◆ BRIEF:
Can you continue the passage below on deaths around birthdays from the point where it ends?

◆ EXERCISE TEXT:
'''
Focusing on suicide deaths alone, large studies have found evidence for a peak in suicides on or just after a birthday in Denmark and Hungary, but not in Bavaria or Taiwan.

However, other studies have not found such a correlation. A study using the populations of Denmark and Austria (a total of 2,052,680 deaths over the time period) found that although people's lifespan tended to correlate with their month of birth, there was no consistent birthday effect, and people born in autumn or winter were more likely to die in the months further from their birthday. A study of all cancer deaths in Germany from 1995 to 2009 found no evidence of a birthday effect, although it did find a related Christmas effect. A small study by Leonard Zusne found birthday effects among both male and female cohorts, where women were more likely to die immediately before a birthday and men more likely to die immediately after, but that, when averaged together, there was no birthday effect among the population as a whole. The same was found for a study of mortality data in England and Wales, where there was a statistically significant birthday effect among each subgroup (men and women; never married, married, divorced and widowed), but it was not seen in the population as a whole.

A study found that the risk of suicide may be greater for males on their birthday.

==Possible explanations==
===Alcohol===
Birthday celebrations are often associated with large increases in alcohol consumption. Binge drinking can increase an individual's risk of death through alcohol intoxication, accidents and drunk driving, as well as by exacerbating existing conditions and increasing suicide risk. In the United States, where the legal minimum drinking age is 21, there is a very large mortality rate excess on the 21st birthday and the day immediately following, almost entirely attributable to an increase in accidents.

===Psychosomatic and psychological===

Two mutually contradictory explanations have been put forward that rely on psychosomatic effects. On the one hand, a birthday provides a fixed date on which to focus, allowing the terminally ill to hold on until the day itself. On the other hand, a birthday also reminds the individual of mortality and offers an occasion to look back on life. According to the terror management theory, this causes stress, which can accelerate death. The uneven mortality rate distribution between men and women, and between more and less successful baseball players, suggests that both may play a role in the birthday effect: people who have focused on the public sphere of life (for example, career-driven people or professional athletes) might be reminded that their glory days have passed, while those who lived more in the private sphere (such as stay-at-home parents and amateur sports players) are more aware of what they will lose in death and try to hold on. Related is the "broken promise effect", whereby a person suffering suicidal ideation will wait until a birthday or other significant event to see whether their circumstances will improve.
'''
◆ DATA FOR REVIEW:
'''
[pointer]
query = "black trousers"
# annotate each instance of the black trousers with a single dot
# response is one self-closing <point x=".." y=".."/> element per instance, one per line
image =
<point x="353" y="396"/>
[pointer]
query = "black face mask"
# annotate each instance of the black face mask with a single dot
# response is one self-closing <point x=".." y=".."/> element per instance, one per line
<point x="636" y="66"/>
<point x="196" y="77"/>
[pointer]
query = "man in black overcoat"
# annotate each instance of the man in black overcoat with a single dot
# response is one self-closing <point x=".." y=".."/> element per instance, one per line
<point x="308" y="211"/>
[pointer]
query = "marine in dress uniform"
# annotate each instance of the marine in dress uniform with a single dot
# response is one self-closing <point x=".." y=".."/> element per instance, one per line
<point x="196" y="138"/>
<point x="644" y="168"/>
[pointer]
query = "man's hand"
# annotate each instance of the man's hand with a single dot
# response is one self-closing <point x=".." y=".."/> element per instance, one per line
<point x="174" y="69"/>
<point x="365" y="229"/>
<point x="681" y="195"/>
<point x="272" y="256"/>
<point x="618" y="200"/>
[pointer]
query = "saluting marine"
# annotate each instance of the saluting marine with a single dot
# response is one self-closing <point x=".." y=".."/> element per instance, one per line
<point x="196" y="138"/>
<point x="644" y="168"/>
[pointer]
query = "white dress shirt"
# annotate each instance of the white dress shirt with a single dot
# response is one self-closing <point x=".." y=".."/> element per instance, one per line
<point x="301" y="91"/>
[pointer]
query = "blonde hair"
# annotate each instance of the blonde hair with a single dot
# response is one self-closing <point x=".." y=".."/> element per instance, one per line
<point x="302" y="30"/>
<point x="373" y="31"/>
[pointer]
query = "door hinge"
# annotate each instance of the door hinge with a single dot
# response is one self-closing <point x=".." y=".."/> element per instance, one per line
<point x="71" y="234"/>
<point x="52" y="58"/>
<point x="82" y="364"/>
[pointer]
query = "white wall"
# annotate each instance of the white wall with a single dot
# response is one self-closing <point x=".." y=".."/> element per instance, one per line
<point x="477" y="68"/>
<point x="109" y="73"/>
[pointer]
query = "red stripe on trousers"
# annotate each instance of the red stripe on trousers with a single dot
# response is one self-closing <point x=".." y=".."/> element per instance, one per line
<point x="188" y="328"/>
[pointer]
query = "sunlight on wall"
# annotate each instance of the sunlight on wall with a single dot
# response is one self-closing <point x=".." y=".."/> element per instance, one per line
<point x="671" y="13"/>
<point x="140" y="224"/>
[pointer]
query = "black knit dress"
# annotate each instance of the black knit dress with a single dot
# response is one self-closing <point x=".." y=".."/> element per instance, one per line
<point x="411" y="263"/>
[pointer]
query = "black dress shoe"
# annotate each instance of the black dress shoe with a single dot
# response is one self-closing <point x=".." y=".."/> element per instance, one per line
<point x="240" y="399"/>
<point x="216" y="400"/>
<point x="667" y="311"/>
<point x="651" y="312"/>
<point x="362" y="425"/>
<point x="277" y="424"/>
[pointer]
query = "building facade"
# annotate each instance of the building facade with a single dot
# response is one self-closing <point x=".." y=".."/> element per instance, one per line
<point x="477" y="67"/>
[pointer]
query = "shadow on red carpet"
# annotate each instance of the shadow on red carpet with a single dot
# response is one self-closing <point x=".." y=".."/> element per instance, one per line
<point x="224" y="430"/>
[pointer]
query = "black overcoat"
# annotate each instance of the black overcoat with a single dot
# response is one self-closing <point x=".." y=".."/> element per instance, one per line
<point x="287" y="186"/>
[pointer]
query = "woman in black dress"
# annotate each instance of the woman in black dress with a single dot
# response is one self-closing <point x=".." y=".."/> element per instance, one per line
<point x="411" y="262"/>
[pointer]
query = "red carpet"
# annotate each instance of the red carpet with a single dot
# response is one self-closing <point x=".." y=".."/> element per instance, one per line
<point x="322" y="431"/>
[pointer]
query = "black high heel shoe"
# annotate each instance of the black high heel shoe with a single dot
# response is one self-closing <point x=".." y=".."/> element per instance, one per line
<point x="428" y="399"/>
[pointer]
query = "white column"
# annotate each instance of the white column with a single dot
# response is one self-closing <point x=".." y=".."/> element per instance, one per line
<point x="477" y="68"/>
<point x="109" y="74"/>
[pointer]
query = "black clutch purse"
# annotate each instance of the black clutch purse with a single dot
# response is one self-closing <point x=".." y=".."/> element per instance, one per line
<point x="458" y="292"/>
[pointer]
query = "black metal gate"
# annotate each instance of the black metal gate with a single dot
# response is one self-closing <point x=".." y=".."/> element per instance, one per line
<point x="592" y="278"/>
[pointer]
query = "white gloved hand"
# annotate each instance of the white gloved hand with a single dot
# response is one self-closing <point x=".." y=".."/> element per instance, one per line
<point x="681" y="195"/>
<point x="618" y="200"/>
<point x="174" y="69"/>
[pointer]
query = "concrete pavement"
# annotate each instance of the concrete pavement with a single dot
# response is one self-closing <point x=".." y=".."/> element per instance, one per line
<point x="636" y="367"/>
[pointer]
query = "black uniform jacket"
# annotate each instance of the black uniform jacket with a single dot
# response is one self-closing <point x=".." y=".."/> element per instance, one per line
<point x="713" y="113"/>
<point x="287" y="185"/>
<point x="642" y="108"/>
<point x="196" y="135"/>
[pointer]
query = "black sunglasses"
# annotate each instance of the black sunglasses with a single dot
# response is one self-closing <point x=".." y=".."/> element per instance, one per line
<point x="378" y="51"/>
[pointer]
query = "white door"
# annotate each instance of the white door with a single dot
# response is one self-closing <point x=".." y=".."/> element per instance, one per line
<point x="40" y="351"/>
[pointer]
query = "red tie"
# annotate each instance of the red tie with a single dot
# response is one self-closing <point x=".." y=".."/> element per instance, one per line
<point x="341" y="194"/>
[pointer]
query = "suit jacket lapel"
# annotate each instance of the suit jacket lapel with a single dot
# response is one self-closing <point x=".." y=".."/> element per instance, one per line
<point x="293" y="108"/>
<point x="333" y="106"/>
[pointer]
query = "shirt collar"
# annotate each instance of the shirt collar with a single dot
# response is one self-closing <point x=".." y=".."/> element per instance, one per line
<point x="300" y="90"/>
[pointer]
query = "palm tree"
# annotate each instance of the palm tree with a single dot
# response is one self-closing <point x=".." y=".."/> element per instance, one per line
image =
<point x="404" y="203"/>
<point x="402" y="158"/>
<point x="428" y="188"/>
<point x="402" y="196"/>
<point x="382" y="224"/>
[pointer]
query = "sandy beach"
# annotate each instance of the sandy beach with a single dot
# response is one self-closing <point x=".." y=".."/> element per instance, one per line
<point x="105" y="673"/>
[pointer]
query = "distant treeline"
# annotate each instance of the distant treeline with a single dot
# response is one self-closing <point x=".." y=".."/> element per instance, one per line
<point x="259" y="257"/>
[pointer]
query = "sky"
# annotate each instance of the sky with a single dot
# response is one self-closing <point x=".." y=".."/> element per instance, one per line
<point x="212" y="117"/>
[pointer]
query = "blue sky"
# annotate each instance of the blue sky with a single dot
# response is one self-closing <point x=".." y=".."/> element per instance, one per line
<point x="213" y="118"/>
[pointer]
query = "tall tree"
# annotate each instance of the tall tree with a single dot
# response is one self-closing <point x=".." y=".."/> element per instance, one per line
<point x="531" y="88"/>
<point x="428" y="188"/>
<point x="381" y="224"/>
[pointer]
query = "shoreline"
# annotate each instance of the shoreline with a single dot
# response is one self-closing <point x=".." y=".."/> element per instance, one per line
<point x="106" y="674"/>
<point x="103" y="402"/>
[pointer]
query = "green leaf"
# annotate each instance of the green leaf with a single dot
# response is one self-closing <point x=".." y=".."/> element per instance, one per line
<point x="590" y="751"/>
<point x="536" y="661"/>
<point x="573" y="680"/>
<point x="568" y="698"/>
'''
◆ RESPONSE BOX:
The psychosomatic/psychological model would also explain the similar increase in cancer deaths around holidays such as Christmas, and is supported by the fact that such phenomena appear to be dependent on culture—there is a Passover effect among the Jewish community (which moves with the festival), and a Mid-Autumn Festival effect among the Chinese.

===Physiological===
It has been suggested that, like the 24-hour circadian rhythm, the body also has a yearly "circannual" biological rhythm. Vaiserman et al. have suggested that the climatic conditions at birth act as a zeitgeber that triggers internal stress and increases the chance of death.

===Statistical===
It is possible when processing death certificates to confuse the date of birth and date of death fields, which would increase the apparent number of certificates in which these coincide. Additionally, where the exact date is not known, the 1st and 15th of the month are often used as placeholders. These will cause an excess of births and deaths recorded on these dates. However, studies also find changes in the mortality rate in the days immediately before and after, which are unlikely to be caused by data processing anomalies, suggesting that statistical artifacts alone cannot explain the birthday effect.